- _Excerpt from a dataset_
+===+

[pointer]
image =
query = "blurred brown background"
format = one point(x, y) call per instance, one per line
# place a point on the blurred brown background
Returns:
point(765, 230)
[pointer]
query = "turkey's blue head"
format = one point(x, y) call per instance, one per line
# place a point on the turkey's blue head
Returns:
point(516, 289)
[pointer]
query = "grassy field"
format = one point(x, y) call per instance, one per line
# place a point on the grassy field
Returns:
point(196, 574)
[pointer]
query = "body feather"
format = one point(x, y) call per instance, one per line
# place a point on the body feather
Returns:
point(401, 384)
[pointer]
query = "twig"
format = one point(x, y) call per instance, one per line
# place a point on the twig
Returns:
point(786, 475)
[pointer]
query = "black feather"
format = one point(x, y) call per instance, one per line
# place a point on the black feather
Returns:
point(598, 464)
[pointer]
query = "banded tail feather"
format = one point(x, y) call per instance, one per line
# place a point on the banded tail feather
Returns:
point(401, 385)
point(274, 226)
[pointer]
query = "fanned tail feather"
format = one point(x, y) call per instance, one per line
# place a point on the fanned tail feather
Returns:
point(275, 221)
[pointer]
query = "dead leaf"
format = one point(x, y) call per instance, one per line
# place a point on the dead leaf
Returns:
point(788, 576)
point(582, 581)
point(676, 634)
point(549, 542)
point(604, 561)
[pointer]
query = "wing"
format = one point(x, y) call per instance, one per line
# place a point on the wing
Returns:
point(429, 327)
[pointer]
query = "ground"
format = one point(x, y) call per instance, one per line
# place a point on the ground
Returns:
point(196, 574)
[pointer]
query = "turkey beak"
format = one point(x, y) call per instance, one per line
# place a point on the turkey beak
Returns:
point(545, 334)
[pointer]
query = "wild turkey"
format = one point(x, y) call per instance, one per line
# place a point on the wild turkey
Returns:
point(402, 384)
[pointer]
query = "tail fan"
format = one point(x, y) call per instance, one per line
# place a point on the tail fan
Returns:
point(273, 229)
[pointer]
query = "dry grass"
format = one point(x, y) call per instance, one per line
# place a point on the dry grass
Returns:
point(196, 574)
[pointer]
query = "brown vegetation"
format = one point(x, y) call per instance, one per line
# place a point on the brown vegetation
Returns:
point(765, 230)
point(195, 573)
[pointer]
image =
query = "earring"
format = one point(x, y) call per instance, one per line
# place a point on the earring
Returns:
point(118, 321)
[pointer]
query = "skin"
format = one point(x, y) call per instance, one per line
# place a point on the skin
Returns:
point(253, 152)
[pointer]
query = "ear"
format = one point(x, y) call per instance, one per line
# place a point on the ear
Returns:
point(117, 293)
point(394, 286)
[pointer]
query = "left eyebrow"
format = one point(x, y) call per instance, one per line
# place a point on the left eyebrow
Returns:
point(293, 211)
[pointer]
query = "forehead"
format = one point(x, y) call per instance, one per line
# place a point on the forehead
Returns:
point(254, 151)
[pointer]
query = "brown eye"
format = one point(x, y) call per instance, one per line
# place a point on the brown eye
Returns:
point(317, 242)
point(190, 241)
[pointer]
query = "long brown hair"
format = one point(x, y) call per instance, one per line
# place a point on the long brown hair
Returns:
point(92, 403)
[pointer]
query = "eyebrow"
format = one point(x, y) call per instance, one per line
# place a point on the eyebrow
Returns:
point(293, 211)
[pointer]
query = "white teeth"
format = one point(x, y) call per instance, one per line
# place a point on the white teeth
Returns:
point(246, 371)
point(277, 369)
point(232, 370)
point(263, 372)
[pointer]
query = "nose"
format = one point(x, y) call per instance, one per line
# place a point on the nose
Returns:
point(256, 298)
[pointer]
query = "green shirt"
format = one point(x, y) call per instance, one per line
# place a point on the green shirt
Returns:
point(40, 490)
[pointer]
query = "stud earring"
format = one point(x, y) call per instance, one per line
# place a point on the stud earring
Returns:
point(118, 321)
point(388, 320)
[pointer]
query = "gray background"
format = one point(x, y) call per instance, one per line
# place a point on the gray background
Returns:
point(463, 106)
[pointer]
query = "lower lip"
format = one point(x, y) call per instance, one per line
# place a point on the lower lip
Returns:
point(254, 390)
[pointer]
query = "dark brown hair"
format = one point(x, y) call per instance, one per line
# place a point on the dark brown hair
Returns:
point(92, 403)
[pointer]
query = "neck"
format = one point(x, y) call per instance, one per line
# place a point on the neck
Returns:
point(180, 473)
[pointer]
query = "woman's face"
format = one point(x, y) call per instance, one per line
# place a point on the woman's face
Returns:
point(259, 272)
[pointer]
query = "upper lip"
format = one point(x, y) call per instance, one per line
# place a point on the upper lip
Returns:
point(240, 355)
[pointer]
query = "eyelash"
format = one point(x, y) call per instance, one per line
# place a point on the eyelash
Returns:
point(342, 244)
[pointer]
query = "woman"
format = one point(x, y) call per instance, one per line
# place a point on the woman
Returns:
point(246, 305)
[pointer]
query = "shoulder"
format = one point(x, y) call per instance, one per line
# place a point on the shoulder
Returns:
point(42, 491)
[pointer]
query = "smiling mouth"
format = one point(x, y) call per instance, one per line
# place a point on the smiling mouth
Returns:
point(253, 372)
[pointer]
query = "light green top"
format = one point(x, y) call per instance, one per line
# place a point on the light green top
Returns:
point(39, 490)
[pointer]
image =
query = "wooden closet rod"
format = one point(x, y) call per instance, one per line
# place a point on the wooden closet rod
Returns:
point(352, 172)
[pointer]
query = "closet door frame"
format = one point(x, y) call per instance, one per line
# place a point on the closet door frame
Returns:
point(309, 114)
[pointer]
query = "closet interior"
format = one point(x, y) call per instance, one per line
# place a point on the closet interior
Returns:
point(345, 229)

+===+

- _Problem to work on_
Go through the listing above and restate it word for word.

- _Task result_
[pointer]
image =
query = "blurred brown background"
format = one point(x, y) call per instance, one per line
# place a point on the blurred brown background
Returns:
point(765, 230)
[pointer]
query = "turkey's blue head"
format = one point(x, y) call per instance, one per line
# place a point on the turkey's blue head
Returns:
point(516, 289)
[pointer]
query = "grassy field"
format = one point(x, y) call per instance, one per line
# place a point on the grassy field
Returns:
point(196, 574)
[pointer]
query = "body feather"
format = one point(x, y) call per instance, one per line
# place a point on the body feather
Returns:
point(401, 384)
[pointer]
query = "twig"
format = one point(x, y) call per instance, one per line
# place a point on the twig
Returns:
point(786, 475)
[pointer]
query = "black feather"
format = one point(x, y) call per instance, one per line
# place a point on the black feather
Returns:
point(598, 464)
[pointer]
query = "banded tail feather"
format = one point(x, y) call per instance, one per line
# place a point on the banded tail feather
Returns:
point(401, 385)
point(274, 226)
[pointer]
query = "fanned tail feather"
format = one point(x, y) call per instance, one per line
# place a point on the fanned tail feather
Returns:
point(275, 221)
[pointer]
query = "dead leaf"
format = one point(x, y) call per instance, one per line
# place a point on the dead leaf
Returns:
point(788, 576)
point(582, 581)
point(676, 634)
point(549, 542)
point(604, 561)
[pointer]
query = "wing"
format = one point(x, y) call per instance, one per line
# place a point on the wing
Returns:
point(429, 327)
[pointer]
query = "ground"
format = one point(x, y) call per instance, one per line
# place a point on the ground
Returns:
point(196, 574)
[pointer]
query = "turkey beak"
format = one point(x, y) call per instance, one per line
# place a point on the turkey beak
Returns:
point(545, 334)
[pointer]
query = "wild turkey"
format = one point(x, y) call per instance, one per line
# place a point on the wild turkey
Returns:
point(402, 384)
[pointer]
query = "tail fan"
format = one point(x, y) call per instance, one per line
# place a point on the tail fan
Returns:
point(273, 229)
[pointer]
query = "dry grass"
format = one point(x, y) call per instance, one per line
# place a point on the dry grass
Returns:
point(196, 574)
[pointer]
query = "brown vegetation"
format = one point(x, y) call per instance, one per line
# place a point on the brown vegetation
Returns:
point(765, 230)
point(195, 573)
[pointer]
image =
query = "earring"
format = one point(x, y) call per instance, one per line
# place a point on the earring
Returns:
point(118, 321)
[pointer]
query = "skin"
format = one point(x, y) call per instance, one per line
# place a point on the skin
Returns:
point(253, 152)
[pointer]
query = "ear"
format = one point(x, y) call per instance, one per line
# place a point on the ear
Returns:
point(117, 293)
point(394, 286)
[pointer]
query = "left eyebrow"
format = one point(x, y) call per instance, one per line
# place a point on the left eyebrow
Returns:
point(293, 211)
[pointer]
query = "forehead"
format = one point(x, y) call per instance, one per line
# place a point on the forehead
Returns:
point(254, 151)
[pointer]
query = "brown eye"
format = one point(x, y) call per instance, one per line
# place a point on the brown eye
Returns:
point(317, 242)
point(190, 241)
[pointer]
query = "long brown hair"
format = one point(x, y) call per instance, one per line
# place a point on the long brown hair
Returns:
point(92, 403)
[pointer]
query = "eyebrow"
format = one point(x, y) call per instance, one per line
# place a point on the eyebrow
Returns:
point(293, 211)
[pointer]
query = "white teeth"
format = one point(x, y) call per instance, one per line
# place a point on the white teeth
Returns:
point(246, 371)
point(277, 369)
point(232, 370)
point(263, 372)
[pointer]
query = "nose"
format = one point(x, y) call per instance, one per line
# place a point on the nose
Returns:
point(256, 298)
[pointer]
query = "green shirt"
format = one point(x, y) call per instance, one per line
# place a point on the green shirt
Returns:
point(40, 490)
[pointer]
query = "stud earring"
format = one point(x, y) call per instance, one per line
# place a point on the stud earring
Returns:
point(118, 321)
point(388, 320)
[pointer]
query = "gray background"
format = one point(x, y) call per instance, one per line
# place a point on the gray background
Returns:
point(463, 106)
[pointer]
query = "lower lip"
format = one point(x, y) call per instance, one per line
# place a point on the lower lip
Returns:
point(254, 390)
[pointer]
query = "dark brown hair"
format = one point(x, y) call per instance, one per line
# place a point on the dark brown hair
Returns:
point(92, 403)
[pointer]
query = "neck"
format = one point(x, y) call per instance, one per line
# place a point on the neck
Returns:
point(180, 473)
[pointer]
query = "woman's face"
format = one point(x, y) call per instance, one per line
# place a point on the woman's face
Returns:
point(259, 272)
[pointer]
query = "upper lip"
format = one point(x, y) call per instance, one per line
# place a point on the upper lip
Returns:
point(240, 355)
[pointer]
query = "eyelash"
format = one point(x, y) call per instance, one per line
# place a point on the eyelash
Returns:
point(342, 244)
[pointer]
query = "woman"
format = one point(x, y) call per instance, one per line
# place a point on the woman
Returns:
point(246, 305)
[pointer]
query = "shoulder"
format = one point(x, y) call per instance, one per line
# place a point on the shoulder
Returns:
point(42, 491)
[pointer]
query = "smiling mouth"
format = one point(x, y) call per instance, one per line
# place a point on the smiling mouth
Returns:
point(253, 372)
[pointer]
query = "light green top"
format = one point(x, y) call per instance, one per line
# place a point on the light green top
Returns:
point(39, 490)
[pointer]
image =
query = "wooden closet rod"
format = one point(x, y) call per instance, one per line
# place a point on the wooden closet rod
Returns:
point(352, 172)
[pointer]
query = "closet door frame"
format = one point(x, y) call per instance, one per line
# place a point on the closet door frame
Returns:
point(309, 114)
[pointer]
query = "closet interior"
format = one point(x, y) call per instance, one per line
# place a point on the closet interior
Returns:
point(345, 229)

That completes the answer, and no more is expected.